» Task material

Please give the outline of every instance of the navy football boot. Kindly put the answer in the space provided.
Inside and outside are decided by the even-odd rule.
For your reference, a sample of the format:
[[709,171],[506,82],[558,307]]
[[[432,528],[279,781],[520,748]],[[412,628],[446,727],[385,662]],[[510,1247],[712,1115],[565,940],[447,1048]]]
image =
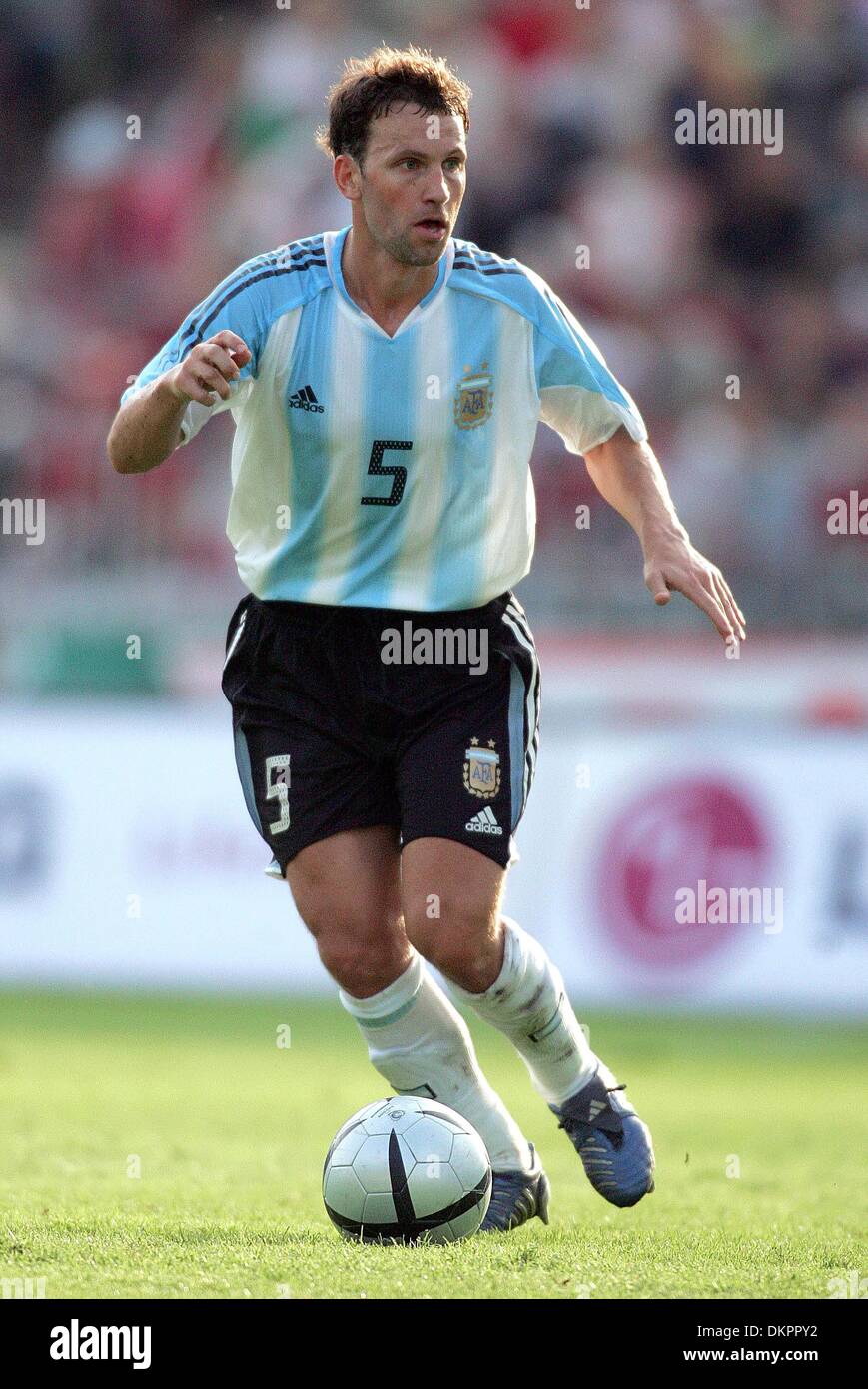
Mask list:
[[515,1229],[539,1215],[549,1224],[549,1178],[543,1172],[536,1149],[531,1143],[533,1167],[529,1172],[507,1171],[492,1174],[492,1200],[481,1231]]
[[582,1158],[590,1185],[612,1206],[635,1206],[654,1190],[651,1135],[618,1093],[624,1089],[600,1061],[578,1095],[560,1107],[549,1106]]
==
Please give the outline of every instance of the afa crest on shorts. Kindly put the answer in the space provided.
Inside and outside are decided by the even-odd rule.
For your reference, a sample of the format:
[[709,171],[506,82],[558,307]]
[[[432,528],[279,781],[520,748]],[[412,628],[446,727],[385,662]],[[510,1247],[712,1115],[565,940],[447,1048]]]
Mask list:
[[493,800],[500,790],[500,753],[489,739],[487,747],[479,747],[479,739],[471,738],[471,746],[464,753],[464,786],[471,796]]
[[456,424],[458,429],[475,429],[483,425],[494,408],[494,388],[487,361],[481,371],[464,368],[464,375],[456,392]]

» The request
Pick out every line in the items above that contains the word "answer" with the same capitalization, and copy each of those lines.

» Solution below
Please give the outline of every instance of the navy football boot. Kindly put the answer in the space provided.
Please give the outline of every instance of the afa crest on shorts. Kindly put the answer in the space provided.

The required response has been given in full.